## Textauszug
* * *
Der 1928 geborene Frank Horvat prägte die Modefotografie. Trotz vieler Bild­ikonen blieb sein weiteres Œuvre eher unbekannt. Eine Ausstellung in Berlin stellte sein Werk dem von Helmut Newton und Szymon Brodziak gegenüber. In einem Gespräch mit FOTO HITS vermittelte Horvat bereits einige teils verblüffende Einsichten.

Frank Horvat
Frank Horvat

FOTO HITS: Sie sind bekannt dafür, neuen Entwicklungen offen gegenüber zu stehen. Wie fühlt es sich an, stattdessen in der Berliner Ausstellung auf das eigene Werk zurückzublicken?
* * *
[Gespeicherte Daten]
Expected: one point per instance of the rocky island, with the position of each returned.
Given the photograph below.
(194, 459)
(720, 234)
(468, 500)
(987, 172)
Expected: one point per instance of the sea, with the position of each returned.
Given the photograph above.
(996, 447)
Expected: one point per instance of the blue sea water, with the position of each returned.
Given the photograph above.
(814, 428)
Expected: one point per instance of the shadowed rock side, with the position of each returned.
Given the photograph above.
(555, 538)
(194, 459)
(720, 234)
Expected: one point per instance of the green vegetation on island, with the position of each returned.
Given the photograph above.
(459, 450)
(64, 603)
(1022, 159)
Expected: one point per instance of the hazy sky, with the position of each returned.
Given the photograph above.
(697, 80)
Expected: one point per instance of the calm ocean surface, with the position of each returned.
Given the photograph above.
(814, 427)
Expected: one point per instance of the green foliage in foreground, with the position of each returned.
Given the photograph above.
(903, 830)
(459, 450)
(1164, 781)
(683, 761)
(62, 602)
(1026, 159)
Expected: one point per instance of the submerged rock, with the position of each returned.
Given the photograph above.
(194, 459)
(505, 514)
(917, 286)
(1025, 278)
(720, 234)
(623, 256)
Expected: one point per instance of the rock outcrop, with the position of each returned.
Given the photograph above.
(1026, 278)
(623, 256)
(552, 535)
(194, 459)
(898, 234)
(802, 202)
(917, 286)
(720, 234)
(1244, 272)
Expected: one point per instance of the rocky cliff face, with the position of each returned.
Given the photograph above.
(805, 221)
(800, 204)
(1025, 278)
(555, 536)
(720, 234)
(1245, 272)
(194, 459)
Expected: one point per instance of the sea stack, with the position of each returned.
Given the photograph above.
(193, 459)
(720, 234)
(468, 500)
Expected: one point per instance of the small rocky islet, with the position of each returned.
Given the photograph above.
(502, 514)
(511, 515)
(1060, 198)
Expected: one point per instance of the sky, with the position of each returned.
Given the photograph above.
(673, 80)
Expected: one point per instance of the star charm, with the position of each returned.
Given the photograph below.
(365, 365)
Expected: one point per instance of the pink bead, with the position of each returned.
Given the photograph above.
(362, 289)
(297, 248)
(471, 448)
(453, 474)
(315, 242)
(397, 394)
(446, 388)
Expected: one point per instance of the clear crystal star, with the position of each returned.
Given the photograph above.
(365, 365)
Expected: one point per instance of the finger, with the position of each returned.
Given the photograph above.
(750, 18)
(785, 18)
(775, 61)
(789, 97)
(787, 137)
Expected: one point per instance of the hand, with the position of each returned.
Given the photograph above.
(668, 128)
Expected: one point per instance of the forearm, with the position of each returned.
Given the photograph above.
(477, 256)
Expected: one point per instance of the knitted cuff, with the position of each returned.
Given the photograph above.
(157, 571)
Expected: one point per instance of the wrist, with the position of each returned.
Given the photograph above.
* * *
## Aufgaben
1. Fass den Textauszug über Frank Horvat in genau zwei Sätzen zusammen.
2. Schreib aus dem Textauszug über Frank Horvat ein Stück wortgetreu ab: Fang bei den Worten „Der 1928 geborene“ an und hör nach „teils verblüffende Einsichten.“ auf.
3. Stimmen diese Aussagen mit dem Textauszug über Frank Horvat überein? Antworte jeweils mit Ja oder Nein und zitiere die entscheidenden Worte. (a) Frank Horvat wurde 1928 geboren. (b) Sein weiteres Werk ist weithin bekannt. (c) Die Ausstellung fand in München statt.

## Lösungen
1. Frank Horvat, 1928 geboren, prägte die Modefotografie, doch sein weiteres Werk blieb trotz vieler Bildikonen eher unbekannt. Eine Ausstellung in Berlin stellte sein Werk dem von Helmut Newton und Szymon Brodziak gegenüber.

2.
Der 1928 geborene Frank Horvat prägte die Modefotografie. Trotz vieler Bild­ikonen blieb sein weiteres Œuvre eher unbekannt. Eine Ausstellung in Berlin stellte sein Werk dem von Helmut Newton und Szymon Brodziak gegenüber. In einem Gespräch mit FOTO HITS vermittelte Horvat bereits einige teils verblüffende Einsichten.

3.
(a) Ja: „Der 1928 geborene Frank Horvat“
(b) Nein: „blieb sein weiteres Œuvre eher unbekannt“
(c) Nein: „Eine Ausstellung in Berlin“